▶ [Source data]:
• • •
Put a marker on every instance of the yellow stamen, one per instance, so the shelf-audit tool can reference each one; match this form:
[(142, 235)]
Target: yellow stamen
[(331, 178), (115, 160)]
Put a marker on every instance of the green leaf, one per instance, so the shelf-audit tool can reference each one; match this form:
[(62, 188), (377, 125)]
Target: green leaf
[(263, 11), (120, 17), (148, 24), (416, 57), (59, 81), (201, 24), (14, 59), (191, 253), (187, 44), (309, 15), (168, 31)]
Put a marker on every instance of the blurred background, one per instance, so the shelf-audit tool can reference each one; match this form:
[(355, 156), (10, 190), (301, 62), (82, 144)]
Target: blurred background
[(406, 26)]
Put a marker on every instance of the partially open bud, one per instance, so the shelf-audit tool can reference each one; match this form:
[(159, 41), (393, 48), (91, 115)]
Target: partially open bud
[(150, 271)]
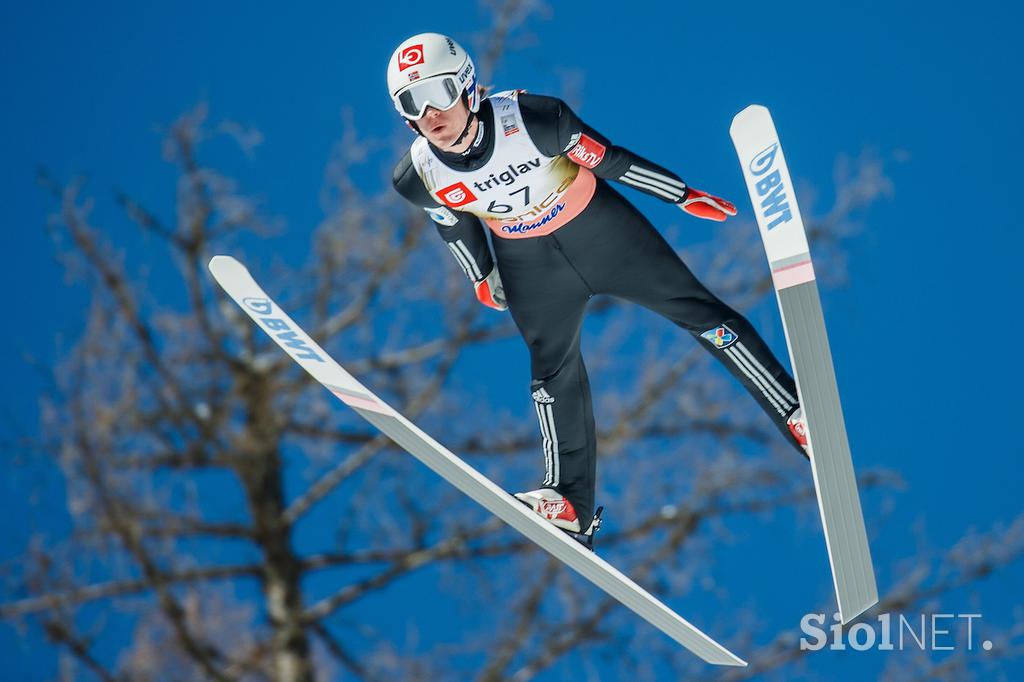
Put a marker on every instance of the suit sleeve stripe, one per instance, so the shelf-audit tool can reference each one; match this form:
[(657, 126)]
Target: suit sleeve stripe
[(668, 187), (650, 187)]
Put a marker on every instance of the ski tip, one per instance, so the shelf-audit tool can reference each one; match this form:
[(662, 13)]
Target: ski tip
[(751, 112), (223, 264)]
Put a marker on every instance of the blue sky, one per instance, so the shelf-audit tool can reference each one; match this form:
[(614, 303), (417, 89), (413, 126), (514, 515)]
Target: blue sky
[(923, 336)]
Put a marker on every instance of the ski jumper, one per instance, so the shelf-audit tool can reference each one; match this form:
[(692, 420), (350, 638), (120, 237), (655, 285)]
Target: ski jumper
[(536, 175)]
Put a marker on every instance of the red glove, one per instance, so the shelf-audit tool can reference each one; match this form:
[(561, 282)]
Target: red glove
[(491, 293), (705, 206)]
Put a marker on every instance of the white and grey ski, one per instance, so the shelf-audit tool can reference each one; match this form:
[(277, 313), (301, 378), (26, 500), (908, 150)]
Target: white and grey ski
[(788, 256), (240, 285)]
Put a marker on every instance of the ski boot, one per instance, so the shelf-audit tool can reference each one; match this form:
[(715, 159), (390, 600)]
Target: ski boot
[(554, 507), (798, 427)]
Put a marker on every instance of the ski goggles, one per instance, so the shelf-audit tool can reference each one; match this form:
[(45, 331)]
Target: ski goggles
[(442, 93)]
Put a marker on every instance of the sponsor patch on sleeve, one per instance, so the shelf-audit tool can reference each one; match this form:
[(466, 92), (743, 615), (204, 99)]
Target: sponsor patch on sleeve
[(441, 215), (588, 152)]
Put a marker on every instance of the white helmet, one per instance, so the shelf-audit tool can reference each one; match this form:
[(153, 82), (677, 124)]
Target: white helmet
[(430, 69)]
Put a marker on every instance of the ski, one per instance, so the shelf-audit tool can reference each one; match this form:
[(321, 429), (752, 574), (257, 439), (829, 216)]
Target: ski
[(793, 273), (239, 284)]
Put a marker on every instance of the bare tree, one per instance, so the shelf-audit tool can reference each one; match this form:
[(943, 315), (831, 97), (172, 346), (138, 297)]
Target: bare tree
[(195, 453)]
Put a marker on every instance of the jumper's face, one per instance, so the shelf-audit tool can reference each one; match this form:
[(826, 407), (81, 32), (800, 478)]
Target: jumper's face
[(442, 128)]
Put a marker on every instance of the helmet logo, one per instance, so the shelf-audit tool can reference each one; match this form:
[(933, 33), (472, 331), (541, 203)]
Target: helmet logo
[(410, 56)]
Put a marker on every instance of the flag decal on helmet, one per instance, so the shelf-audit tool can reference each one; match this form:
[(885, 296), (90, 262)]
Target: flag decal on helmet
[(410, 56)]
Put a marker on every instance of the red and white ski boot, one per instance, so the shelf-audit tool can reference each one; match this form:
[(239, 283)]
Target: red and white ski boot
[(798, 427), (554, 507)]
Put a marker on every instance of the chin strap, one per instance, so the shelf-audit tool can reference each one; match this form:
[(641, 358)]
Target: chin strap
[(465, 131)]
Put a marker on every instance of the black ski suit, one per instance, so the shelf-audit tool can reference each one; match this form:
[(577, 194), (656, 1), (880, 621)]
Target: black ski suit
[(566, 248)]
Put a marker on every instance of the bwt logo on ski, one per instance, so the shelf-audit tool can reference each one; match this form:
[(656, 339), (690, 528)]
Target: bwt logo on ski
[(280, 329), (456, 195), (770, 187)]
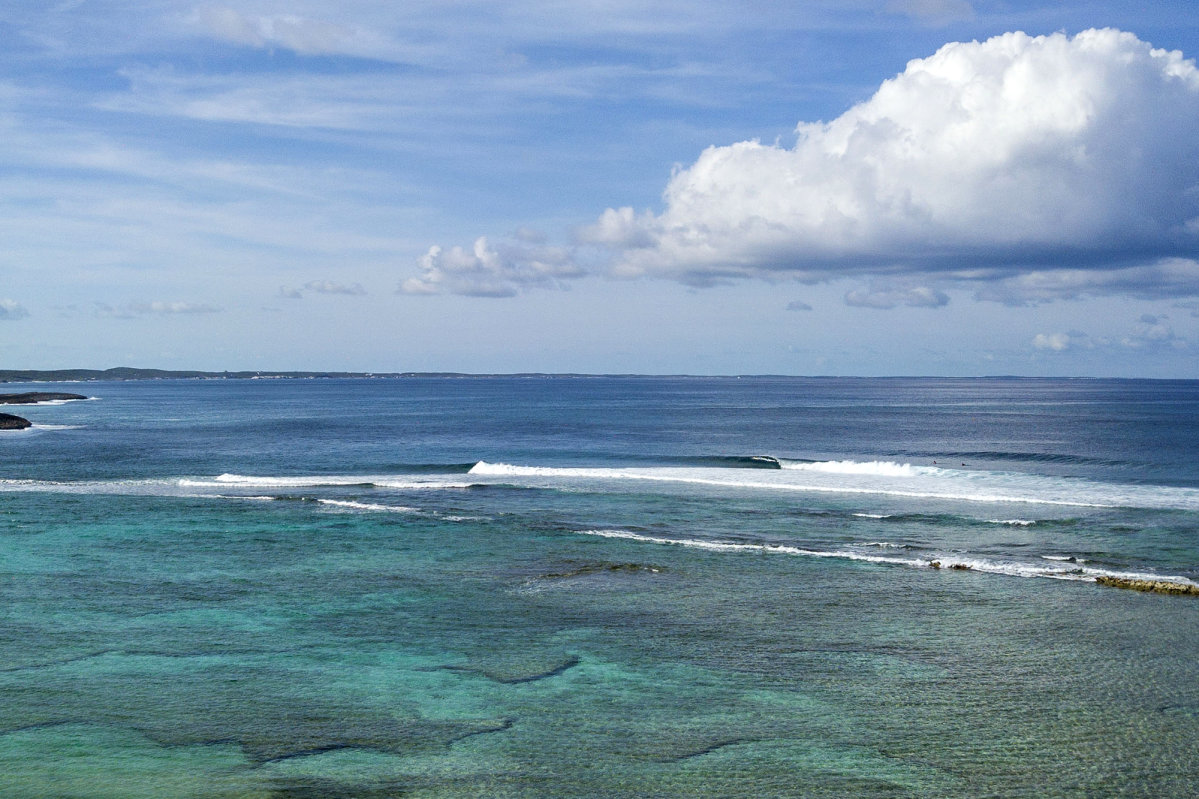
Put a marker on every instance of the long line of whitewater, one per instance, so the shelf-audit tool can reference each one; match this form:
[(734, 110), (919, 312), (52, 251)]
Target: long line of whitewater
[(878, 478), (1052, 568), (866, 478)]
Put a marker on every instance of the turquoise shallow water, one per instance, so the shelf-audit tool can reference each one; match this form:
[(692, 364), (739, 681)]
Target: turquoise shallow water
[(315, 589)]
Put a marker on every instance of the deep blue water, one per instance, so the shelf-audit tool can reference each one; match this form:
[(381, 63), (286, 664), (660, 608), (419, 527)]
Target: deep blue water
[(584, 587)]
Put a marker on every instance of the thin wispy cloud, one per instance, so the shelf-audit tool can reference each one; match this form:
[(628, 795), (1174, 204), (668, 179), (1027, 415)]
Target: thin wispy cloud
[(12, 310), (134, 310)]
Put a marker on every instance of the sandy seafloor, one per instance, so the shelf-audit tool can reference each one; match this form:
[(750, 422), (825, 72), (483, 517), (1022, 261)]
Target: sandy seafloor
[(600, 587)]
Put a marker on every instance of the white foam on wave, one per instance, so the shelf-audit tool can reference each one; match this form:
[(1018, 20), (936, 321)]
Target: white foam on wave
[(943, 563), (910, 482), (315, 481)]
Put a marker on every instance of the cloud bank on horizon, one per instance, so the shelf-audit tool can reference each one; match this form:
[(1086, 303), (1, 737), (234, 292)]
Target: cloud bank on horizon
[(1029, 168)]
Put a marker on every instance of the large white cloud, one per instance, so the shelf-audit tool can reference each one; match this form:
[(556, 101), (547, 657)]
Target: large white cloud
[(986, 161), (492, 271)]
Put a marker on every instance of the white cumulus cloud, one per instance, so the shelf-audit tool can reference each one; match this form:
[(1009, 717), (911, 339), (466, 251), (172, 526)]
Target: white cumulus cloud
[(983, 162), (486, 270), (302, 35)]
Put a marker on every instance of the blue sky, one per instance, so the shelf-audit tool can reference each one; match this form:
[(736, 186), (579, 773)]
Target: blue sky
[(896, 187)]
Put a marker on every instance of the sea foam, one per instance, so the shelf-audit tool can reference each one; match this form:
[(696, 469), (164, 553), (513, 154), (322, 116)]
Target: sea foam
[(949, 562), (877, 478)]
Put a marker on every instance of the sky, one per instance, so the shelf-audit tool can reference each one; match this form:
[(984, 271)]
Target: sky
[(944, 187)]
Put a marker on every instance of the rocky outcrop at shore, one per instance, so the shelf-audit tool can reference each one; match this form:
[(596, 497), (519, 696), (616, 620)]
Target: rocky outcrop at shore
[(1154, 586), (30, 397), (7, 421)]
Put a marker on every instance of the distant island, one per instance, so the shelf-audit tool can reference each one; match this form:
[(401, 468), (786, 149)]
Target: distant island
[(10, 421), (7, 421), (34, 397)]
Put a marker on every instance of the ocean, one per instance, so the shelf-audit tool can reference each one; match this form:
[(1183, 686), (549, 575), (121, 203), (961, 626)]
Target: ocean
[(600, 587)]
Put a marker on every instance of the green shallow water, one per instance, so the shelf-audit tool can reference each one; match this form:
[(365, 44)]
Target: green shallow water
[(172, 647), (348, 619)]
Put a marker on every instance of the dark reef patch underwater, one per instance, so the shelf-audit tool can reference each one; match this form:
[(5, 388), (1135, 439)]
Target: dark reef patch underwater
[(602, 587)]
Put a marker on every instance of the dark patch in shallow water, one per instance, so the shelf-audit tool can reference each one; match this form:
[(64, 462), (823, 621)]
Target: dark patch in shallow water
[(517, 673)]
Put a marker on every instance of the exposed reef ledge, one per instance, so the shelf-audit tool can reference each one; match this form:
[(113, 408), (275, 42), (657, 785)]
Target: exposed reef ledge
[(1154, 586), (30, 397), (7, 421)]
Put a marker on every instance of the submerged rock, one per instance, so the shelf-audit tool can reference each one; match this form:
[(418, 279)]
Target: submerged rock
[(1152, 586), (600, 569), (30, 397), (7, 421)]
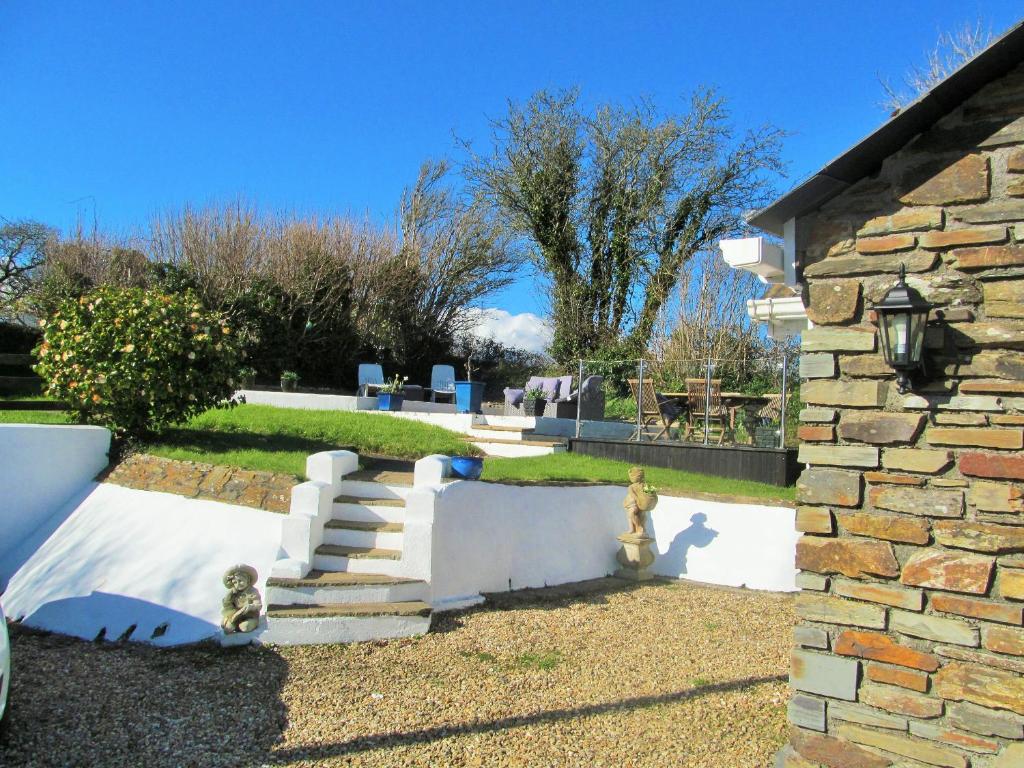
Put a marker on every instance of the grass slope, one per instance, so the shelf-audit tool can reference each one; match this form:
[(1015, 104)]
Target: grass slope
[(279, 439), (579, 468)]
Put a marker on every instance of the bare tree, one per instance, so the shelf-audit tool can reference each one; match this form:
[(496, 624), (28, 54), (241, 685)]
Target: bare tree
[(23, 251), (951, 50), (615, 202)]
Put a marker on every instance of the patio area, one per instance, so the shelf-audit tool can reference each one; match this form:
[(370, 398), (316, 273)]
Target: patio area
[(604, 674)]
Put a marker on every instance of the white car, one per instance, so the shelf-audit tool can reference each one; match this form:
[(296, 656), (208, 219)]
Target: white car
[(4, 667)]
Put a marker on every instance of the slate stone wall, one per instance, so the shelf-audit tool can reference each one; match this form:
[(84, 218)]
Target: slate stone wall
[(267, 491), (909, 650)]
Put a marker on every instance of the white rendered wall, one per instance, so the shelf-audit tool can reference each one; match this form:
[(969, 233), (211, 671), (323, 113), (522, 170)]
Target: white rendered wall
[(41, 468), (489, 538), (127, 557)]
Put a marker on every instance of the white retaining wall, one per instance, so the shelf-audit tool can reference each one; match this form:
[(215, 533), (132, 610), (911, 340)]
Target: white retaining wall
[(489, 538), (41, 468), (126, 557)]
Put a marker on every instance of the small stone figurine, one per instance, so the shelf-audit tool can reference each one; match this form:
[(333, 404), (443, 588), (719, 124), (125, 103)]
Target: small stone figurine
[(640, 499), (634, 555), (241, 607)]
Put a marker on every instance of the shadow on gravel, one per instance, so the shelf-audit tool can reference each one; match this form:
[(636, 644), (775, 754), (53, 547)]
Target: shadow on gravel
[(82, 704), (426, 735)]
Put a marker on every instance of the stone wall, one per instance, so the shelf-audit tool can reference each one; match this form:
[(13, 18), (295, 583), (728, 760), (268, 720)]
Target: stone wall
[(909, 649), (267, 491)]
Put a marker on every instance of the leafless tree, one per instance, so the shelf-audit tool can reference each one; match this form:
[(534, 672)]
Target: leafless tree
[(950, 51), (613, 203), (23, 251)]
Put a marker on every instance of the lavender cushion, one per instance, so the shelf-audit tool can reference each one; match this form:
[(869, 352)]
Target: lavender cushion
[(513, 396), (565, 387), (549, 385)]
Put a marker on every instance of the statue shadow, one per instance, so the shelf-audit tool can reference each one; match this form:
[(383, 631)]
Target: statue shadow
[(132, 702), (673, 560)]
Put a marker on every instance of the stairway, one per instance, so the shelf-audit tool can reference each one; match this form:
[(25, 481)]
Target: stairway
[(513, 441), (355, 591)]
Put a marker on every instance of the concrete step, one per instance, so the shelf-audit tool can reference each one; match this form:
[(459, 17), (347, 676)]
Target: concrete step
[(401, 608), (369, 510), (379, 536), (358, 553), (310, 629), (321, 588), (357, 559), (384, 470), (516, 449)]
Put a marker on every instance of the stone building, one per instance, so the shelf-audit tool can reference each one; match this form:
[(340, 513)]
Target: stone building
[(909, 648)]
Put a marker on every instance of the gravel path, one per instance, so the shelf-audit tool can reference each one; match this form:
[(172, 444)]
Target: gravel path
[(657, 675)]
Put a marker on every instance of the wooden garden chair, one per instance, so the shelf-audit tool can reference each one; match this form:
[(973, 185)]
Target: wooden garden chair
[(701, 409), (655, 411)]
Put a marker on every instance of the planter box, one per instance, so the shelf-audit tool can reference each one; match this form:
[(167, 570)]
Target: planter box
[(468, 396), (534, 408), (389, 400)]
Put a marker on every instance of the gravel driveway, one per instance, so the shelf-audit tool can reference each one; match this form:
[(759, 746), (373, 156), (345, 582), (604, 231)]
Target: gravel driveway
[(669, 674)]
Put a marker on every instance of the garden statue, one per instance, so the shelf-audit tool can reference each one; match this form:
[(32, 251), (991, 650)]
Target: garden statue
[(640, 500), (635, 555), (241, 607)]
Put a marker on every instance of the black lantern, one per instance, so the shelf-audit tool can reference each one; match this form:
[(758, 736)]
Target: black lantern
[(902, 318)]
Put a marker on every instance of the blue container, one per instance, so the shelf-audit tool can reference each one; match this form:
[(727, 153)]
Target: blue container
[(468, 396), (467, 467), (389, 400)]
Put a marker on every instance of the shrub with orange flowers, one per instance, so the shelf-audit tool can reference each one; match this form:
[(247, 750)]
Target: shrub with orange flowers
[(137, 360)]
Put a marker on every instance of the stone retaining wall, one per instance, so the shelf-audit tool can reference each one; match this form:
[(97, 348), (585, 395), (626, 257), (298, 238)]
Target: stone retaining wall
[(910, 644), (267, 491)]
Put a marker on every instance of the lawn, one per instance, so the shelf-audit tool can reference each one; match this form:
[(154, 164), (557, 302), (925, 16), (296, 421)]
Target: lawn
[(279, 439), (579, 468)]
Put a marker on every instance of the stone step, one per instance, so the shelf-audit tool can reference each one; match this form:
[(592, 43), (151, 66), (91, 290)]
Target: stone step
[(402, 608), (515, 449), (376, 526), (380, 537), (371, 492), (328, 557), (531, 441), (369, 511), (327, 588), (358, 553), (311, 629), (369, 502), (502, 428), (339, 579), (384, 470)]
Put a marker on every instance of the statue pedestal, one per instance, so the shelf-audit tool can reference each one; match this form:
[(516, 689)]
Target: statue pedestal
[(635, 557)]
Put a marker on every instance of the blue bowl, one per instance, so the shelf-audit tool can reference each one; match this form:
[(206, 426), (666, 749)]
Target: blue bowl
[(467, 467)]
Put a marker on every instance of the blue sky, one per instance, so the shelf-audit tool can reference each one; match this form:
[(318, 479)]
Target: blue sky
[(133, 108)]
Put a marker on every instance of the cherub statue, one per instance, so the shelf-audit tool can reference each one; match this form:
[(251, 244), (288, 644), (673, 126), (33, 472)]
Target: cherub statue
[(241, 607), (640, 500)]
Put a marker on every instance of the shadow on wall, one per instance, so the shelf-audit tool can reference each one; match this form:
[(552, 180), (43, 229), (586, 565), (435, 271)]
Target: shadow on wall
[(120, 619), (134, 705), (695, 535)]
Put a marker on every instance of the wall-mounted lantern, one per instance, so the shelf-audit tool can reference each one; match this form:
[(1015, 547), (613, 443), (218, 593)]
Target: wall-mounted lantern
[(902, 318)]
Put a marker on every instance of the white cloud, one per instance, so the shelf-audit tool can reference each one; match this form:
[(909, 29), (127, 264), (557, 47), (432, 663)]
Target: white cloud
[(525, 330)]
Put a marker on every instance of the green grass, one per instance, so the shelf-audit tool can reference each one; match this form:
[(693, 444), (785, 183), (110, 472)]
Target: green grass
[(546, 660), (34, 417), (579, 468), (279, 439)]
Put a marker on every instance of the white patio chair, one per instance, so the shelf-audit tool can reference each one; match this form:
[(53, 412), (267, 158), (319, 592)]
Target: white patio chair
[(371, 378), (442, 382)]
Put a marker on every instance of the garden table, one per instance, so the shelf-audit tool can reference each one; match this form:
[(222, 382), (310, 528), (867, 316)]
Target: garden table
[(747, 404)]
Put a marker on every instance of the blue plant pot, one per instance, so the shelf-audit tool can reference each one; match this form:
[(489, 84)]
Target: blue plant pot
[(467, 467), (468, 396), (389, 400)]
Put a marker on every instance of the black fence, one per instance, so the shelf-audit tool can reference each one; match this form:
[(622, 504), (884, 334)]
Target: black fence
[(772, 466)]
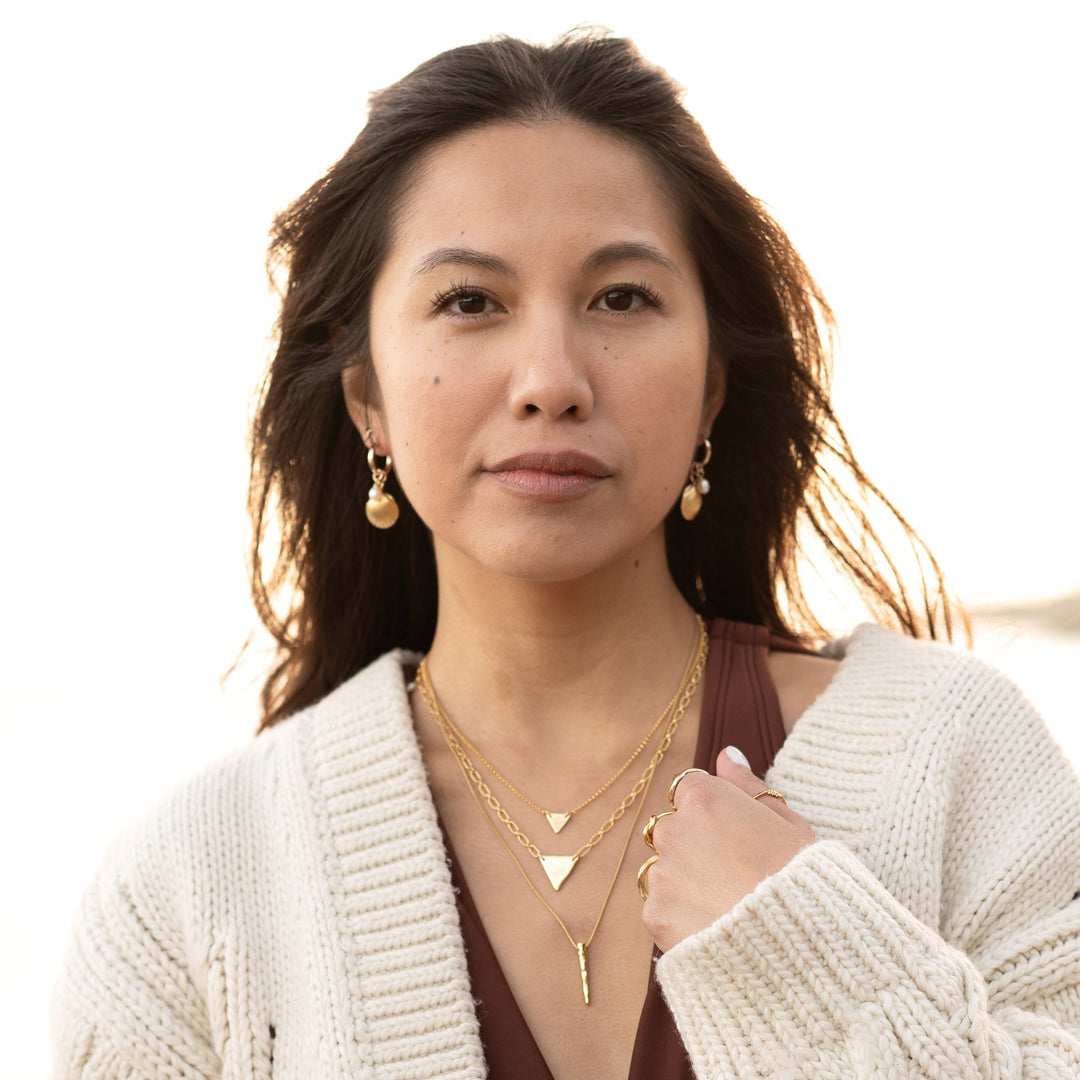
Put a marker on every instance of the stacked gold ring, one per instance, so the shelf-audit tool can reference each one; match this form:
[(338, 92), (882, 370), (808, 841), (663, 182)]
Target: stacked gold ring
[(677, 781), (642, 888), (650, 824)]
• • •
▶ [Brief]: Reproduce exactly the stretch of the material above that starts at the line with "Put a marker on every instance of the suit" and ends at the line with "Put a marker on every instance of the ski, one", both included, and nothing else.

▶ [Reply to the task]:
Put a marker on every instance of the suit sleeve stripe, one per instance, so the shelf-audit tool can reference each one; match this form:
[(657, 126)]
Target: suit sleeve stripe
[(668, 187), (650, 187)]
Put a marker on every instance of the ski tip, one per instance, so the shelf-audit tool can reference each one; match this form:
[(662, 13)]
Target: ski tip
[(751, 112), (223, 264)]
Put a marker on every instance of the blue sky, one per instance, so the shelf-audit tool can reference each one; match this form:
[(614, 303), (417, 89), (413, 126), (514, 515)]
Target: blue sky
[(923, 336)]
Put a marker on every instance of the ski jumper, one per instance, so the shelf-audit tool can reference each one; match this form:
[(692, 420), (350, 638), (120, 237), (655, 285)]
Target: ski jumper
[(536, 175)]
Put a marker on every instance of the red glove, one per instance, so the shelf-audit tool can reference each one; match this form:
[(561, 282)]
Target: red glove
[(491, 293), (705, 206)]
Put a marker on every instance of the white and grey ski, one per instance, so the shelf-audit tool can reference each one; match this form:
[(277, 313), (301, 378), (26, 500), (908, 150)]
Target: white and grey ski
[(788, 256), (240, 285)]
Put a marker on every instance of the ski boot, one per instance, so the shelf-audit tool can reference each one; match this form:
[(715, 159), (390, 600)]
Target: ski boot
[(554, 507), (798, 427)]
Put a marker on every instance of the ski goggles, one per instance, so the shelf-audit tool can reference each one; match this form:
[(45, 331)]
Target: ski goggles
[(442, 93)]
Put a marker on every instance of the sponsor patch on sleeve, one per instance, so the shelf-audit tool can reference each one; match this form:
[(466, 92), (743, 615), (204, 99)]
Target: sponsor patch on sleeve
[(441, 215), (588, 152)]
Put a marker on every instance of the white helmet, one per instance, so the shelf-audit tool can reference each one; match this form:
[(153, 82), (677, 124)]
Target: white helmet
[(430, 69)]
Put a marker on every instance of the ski, one per instance, so the shelf-audit tool can reference each one; match this form:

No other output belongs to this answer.